Please return all the records exactly, with nothing left out.

RECORDS FOR THIS EXERCISE:
=== Begin Enclosure ===
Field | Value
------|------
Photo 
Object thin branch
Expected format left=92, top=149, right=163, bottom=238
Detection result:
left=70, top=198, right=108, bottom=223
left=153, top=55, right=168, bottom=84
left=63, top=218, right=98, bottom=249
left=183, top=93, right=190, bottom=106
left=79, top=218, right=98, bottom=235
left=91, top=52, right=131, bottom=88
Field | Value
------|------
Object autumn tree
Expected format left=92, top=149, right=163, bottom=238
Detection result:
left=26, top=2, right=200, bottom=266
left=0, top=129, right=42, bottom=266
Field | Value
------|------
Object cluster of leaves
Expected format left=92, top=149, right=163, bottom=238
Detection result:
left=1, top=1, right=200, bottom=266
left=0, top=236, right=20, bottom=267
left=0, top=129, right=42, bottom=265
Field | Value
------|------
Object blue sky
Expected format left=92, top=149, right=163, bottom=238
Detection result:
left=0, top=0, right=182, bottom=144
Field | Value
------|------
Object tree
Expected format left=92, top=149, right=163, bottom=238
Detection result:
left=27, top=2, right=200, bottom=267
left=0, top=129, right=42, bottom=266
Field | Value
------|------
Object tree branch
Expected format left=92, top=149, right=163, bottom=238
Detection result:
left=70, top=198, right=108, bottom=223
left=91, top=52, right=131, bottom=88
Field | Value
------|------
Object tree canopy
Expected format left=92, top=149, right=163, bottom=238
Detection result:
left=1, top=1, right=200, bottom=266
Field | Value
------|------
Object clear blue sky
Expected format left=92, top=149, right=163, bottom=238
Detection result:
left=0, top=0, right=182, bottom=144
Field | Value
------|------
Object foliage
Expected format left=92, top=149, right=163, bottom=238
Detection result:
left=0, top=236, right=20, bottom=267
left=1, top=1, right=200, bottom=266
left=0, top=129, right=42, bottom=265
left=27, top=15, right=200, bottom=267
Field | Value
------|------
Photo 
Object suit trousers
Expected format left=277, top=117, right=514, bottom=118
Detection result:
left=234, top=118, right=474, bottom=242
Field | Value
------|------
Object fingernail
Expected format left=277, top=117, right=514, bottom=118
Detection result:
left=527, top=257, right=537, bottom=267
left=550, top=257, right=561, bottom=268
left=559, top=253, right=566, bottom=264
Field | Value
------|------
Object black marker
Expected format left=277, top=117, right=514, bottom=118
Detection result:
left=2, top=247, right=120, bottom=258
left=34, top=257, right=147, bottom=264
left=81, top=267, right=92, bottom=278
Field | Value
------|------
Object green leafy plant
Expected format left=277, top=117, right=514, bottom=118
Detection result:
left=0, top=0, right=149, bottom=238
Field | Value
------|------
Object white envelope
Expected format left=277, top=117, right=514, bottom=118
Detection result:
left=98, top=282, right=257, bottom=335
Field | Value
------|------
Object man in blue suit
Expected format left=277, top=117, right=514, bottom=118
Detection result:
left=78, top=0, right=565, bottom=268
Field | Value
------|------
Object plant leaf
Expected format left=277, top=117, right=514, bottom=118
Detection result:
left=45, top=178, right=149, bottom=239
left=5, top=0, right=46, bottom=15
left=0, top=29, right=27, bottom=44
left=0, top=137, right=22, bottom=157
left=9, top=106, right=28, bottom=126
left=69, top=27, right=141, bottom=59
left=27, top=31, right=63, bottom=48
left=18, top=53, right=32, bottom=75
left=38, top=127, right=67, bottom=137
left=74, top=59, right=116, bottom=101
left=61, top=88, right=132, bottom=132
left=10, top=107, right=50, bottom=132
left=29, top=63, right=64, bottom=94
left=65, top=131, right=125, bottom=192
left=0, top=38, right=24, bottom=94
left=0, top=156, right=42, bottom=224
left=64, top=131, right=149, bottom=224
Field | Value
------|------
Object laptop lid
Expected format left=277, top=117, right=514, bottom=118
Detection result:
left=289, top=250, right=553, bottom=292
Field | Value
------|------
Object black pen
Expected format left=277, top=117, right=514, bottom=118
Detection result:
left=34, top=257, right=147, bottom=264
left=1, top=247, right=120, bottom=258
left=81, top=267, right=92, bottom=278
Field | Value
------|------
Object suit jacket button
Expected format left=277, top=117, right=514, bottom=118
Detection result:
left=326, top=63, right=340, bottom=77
=== End Enclosure ===
TASK RESULT:
Field | Value
------|------
Photo 
Object thin branch
Expected format left=92, top=149, right=163, bottom=238
Detection result:
left=70, top=198, right=108, bottom=223
left=153, top=55, right=168, bottom=84
left=63, top=218, right=98, bottom=249
left=183, top=93, right=190, bottom=106
left=79, top=218, right=98, bottom=235
left=91, top=52, right=131, bottom=88
Field | Value
------|------
Object autumn tree
Expected format left=92, top=149, right=163, bottom=238
Detection result:
left=26, top=2, right=200, bottom=266
left=0, top=129, right=42, bottom=266
Field | Value
------|------
Object cluster of leaves
Expected format left=92, top=149, right=163, bottom=238
Detection result:
left=1, top=1, right=200, bottom=266
left=0, top=236, right=20, bottom=267
left=0, top=129, right=42, bottom=265
Field | Value
------|------
Object blue sky
Expected format left=92, top=149, right=163, bottom=238
Detection result:
left=0, top=0, right=182, bottom=144
Field | Value
------|------
Object tree
Expected format left=92, top=149, right=163, bottom=238
Detection result:
left=27, top=2, right=200, bottom=267
left=0, top=129, right=42, bottom=266
Field | Value
------|------
Object tree branch
Expected format left=92, top=149, right=163, bottom=238
Detection result:
left=70, top=198, right=108, bottom=223
left=91, top=52, right=131, bottom=88
Field | Value
------|------
Object tree canopy
Expected format left=92, top=149, right=163, bottom=238
Detection result:
left=1, top=1, right=200, bottom=266
Field | Value
------|------
Object clear blue sky
Expected format left=92, top=149, right=163, bottom=238
Detection result:
left=0, top=0, right=182, bottom=144
Field | Value
------|------
Object foliage
Expected format left=92, top=149, right=163, bottom=238
Detection result:
left=0, top=236, right=20, bottom=267
left=1, top=1, right=200, bottom=266
left=0, top=129, right=42, bottom=265
left=27, top=15, right=200, bottom=267
Field | Value
------|------
Photo 
Object suit trousers
Expected format left=277, top=117, right=514, bottom=118
Detection result:
left=234, top=118, right=474, bottom=242
Field | Value
------|------
Object fingernail
Expected format left=277, top=117, right=514, bottom=118
Detection result:
left=527, top=257, right=537, bottom=267
left=550, top=257, right=561, bottom=268
left=559, top=253, right=566, bottom=264
Field | Value
------|------
Object black marker
Expected format left=277, top=117, right=514, bottom=118
Detection result:
left=2, top=247, right=120, bottom=258
left=34, top=257, right=147, bottom=264
left=81, top=267, right=92, bottom=278
Field | Value
------|------
Object green leafy plant
Expected format left=277, top=117, right=514, bottom=118
Detection result:
left=0, top=0, right=149, bottom=238
Field | Value
------|------
Object white envelope
Expected format left=277, top=117, right=514, bottom=118
Detection result:
left=98, top=282, right=257, bottom=335
Field | Value
------|------
Object man in blue suit
Expected format left=277, top=117, right=514, bottom=118
Detection result:
left=78, top=0, right=565, bottom=268
Field | Value
------|------
Object plant leaf
Expected format left=277, top=117, right=514, bottom=118
Detection result:
left=45, top=178, right=149, bottom=239
left=5, top=0, right=46, bottom=15
left=0, top=29, right=27, bottom=44
left=0, top=137, right=22, bottom=157
left=9, top=106, right=28, bottom=126
left=69, top=27, right=141, bottom=59
left=27, top=31, right=63, bottom=48
left=18, top=53, right=32, bottom=75
left=38, top=127, right=67, bottom=137
left=74, top=59, right=116, bottom=101
left=61, top=88, right=132, bottom=132
left=10, top=107, right=50, bottom=132
left=29, top=63, right=64, bottom=94
left=65, top=131, right=125, bottom=192
left=0, top=38, right=24, bottom=94
left=0, top=156, right=42, bottom=224
left=64, top=131, right=149, bottom=224
Field | Value
------|------
Object laptop lid
Expected format left=277, top=117, right=514, bottom=118
Detection result:
left=289, top=250, right=553, bottom=292
Field | Value
------|------
Object black pen
Expected format left=277, top=117, right=514, bottom=118
Detection result:
left=34, top=257, right=147, bottom=264
left=1, top=247, right=120, bottom=258
left=81, top=267, right=92, bottom=278
Field | Value
------|------
Object suit jacket button
Expected format left=277, top=117, right=514, bottom=118
Detection result:
left=326, top=63, right=340, bottom=77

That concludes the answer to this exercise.